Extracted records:
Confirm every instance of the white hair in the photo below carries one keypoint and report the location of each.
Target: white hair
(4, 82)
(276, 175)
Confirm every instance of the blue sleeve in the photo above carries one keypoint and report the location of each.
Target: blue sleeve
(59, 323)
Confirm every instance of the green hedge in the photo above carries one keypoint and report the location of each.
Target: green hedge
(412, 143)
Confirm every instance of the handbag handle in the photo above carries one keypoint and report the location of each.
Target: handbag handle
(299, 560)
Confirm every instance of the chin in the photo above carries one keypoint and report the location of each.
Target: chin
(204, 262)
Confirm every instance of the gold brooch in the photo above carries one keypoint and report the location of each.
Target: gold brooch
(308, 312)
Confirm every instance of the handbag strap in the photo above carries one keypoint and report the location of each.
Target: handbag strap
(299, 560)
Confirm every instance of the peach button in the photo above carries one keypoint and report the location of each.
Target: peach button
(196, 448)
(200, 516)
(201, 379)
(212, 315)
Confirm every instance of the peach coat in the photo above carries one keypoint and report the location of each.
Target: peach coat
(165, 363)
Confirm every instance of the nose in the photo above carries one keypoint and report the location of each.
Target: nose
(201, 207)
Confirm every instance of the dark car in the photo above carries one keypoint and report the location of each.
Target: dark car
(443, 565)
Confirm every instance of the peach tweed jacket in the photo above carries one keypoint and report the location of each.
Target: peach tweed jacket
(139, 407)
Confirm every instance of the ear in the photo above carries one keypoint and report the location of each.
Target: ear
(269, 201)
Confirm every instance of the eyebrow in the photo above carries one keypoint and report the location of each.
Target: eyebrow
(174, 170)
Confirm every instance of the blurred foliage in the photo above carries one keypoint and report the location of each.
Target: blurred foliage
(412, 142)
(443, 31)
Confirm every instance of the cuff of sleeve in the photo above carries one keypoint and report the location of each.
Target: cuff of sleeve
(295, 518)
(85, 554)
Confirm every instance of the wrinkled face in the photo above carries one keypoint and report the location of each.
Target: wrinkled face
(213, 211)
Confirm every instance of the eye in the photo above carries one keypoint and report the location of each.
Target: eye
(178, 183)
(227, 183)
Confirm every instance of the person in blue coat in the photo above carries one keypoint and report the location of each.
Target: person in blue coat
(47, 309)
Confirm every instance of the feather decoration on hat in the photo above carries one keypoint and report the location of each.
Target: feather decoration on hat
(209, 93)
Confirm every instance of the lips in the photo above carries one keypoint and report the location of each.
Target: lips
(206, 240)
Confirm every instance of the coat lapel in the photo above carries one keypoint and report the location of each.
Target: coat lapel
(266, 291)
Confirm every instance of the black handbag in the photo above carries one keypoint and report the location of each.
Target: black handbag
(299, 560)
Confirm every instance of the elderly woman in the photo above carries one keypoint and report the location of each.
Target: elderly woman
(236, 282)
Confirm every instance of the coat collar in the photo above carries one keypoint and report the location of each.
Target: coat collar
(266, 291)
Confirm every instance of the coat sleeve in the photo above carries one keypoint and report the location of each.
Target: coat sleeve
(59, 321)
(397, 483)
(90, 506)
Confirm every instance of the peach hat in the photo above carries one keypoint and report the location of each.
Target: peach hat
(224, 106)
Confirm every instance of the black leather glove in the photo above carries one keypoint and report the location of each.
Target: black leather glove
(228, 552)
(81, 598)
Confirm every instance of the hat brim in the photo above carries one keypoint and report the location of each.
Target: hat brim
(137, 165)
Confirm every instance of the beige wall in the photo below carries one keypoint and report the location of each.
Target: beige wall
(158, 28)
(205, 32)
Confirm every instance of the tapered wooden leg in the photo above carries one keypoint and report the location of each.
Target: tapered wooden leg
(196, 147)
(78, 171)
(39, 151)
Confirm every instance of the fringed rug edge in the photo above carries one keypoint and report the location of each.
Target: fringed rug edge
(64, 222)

- **Instructions for the task**
Write every entry out again. Leave each one exactly as it is.

- **Task result**
Confirm every instance of the white hair in the photo below carries one keypoint and report the location of each.
Target: white hair
(4, 82)
(276, 175)
Confirm every instance of the blue sleeve in the photo above carries one keypoint and report the location of each.
Target: blue sleeve
(59, 323)
Confirm every instance of the green hedge in the photo above carries one keypoint and report the location of each.
Target: green hedge
(412, 143)
Confirm every instance of the handbag handle in the photo above carries one keypoint and report the location of each.
Target: handbag handle
(299, 560)
Confirm every instance of the chin in the photo above carries one keypoint and report the location of each.
Target: chin
(204, 262)
Confirm every instance of the gold brooch in the photo above carries one keypoint and report the location of each.
Target: gold brooch
(308, 312)
Confirm every instance of the handbag strap in the photo above carries one keypoint and report the location of each.
Target: handbag strap
(299, 560)
Confirm every instance of the peach button in the photo above carries one keypoint and report the location of each.
Target: peach button
(196, 448)
(200, 516)
(201, 379)
(212, 315)
Confirm every instance of the peach coat in the photo above carries one keypoint and report the location of each.
Target: peach coat
(165, 363)
Confirm every instance of the nose in the photo above carries one keypoint and report the location of each.
Target: nose
(201, 207)
Confirm every instance of the dark car in the photo above carries one keypoint and report the location of each.
Target: dark car
(443, 565)
Confirm every instance of the peach tweed jacket in the photo above carries one keypoint and report the location of each.
Target: peach tweed jacket
(139, 407)
Confirm every instance of the ear in the photo above carries one keypoint and report the location of each.
Target: ear
(269, 201)
Confirm every instance of the eyebrow in the photo above carries one keypoint and report the location of each.
Target: eyebrow
(174, 170)
Confirm every instance of the blurred foliage in the photo above carries one keypoint and report the location of each.
Target: blurred foliage
(412, 142)
(443, 31)
Confirm every instance of the cuff of sleeve in the photo above carries one keypoint and report the location of each.
Target: cuff of sleeve
(295, 518)
(85, 554)
Confirm every instance of the wrinkled face in the photo above carries one keypoint and report the location of each.
Target: wrinkled face
(213, 211)
Confirm every instance of the eye in the photo above carries one keypoint and report the location of each.
Target: eye
(178, 183)
(227, 183)
Confirm every instance of the person in blue coat in the photo above carries one keypoint and report the location of each.
Target: person in blue coat
(47, 309)
Confirm every instance of the feather decoration on hat in the photo above carries one keypoint and report the location of each.
Target: feather decoration on hat
(209, 93)
Confirm every instance of the lips in the photo above carries one keypoint and report the location of each.
Target: lips
(206, 240)
Confirm every instance of the coat lapel in the photo above carries one keypoint and report the location of each.
Target: coat lapel
(266, 291)
Confirm every instance of the black handbag in the photo above carries one keypoint and report the location of each.
Target: black handbag
(299, 560)
Confirm every instance of the elderly woman in the photo above carries one keypoint and report the location of each.
Target: elderly woman
(236, 282)
Confirm every instance of the coat collar in the photo above carries one keypoint and report the location of each.
Target: coat collar
(266, 291)
Confirm every instance of the coat sleeve in the photo above carries one keypoint and report the location of each.
Target: coat sleeve
(59, 321)
(397, 483)
(90, 506)
Confirm every instance of the peach hat in the photo above carries one keypoint and report the location of each.
Target: peach hat
(224, 106)
Confirm every instance of the black leather glove in the photo above carries one keypoint and report the location of each.
Target: black leather glove
(228, 552)
(81, 598)
Confirm every instance of the hat brim in the photo above carries one keypoint and report the location of each.
Target: hat brim
(137, 165)
Confirm every instance of the beige wall in the photo below carries one keypoint and report the location of each.
Target: beige wall
(158, 28)
(205, 32)
Confirm every instance of the tapered wooden leg in the photo above carries one keypoint and report the location of each.
Target: tapered wooden leg
(196, 147)
(78, 171)
(39, 151)
Confirm every instance of the fringed rug edge in the photo above carries one keypoint and report the location of each.
Target: fringed rug edge
(64, 222)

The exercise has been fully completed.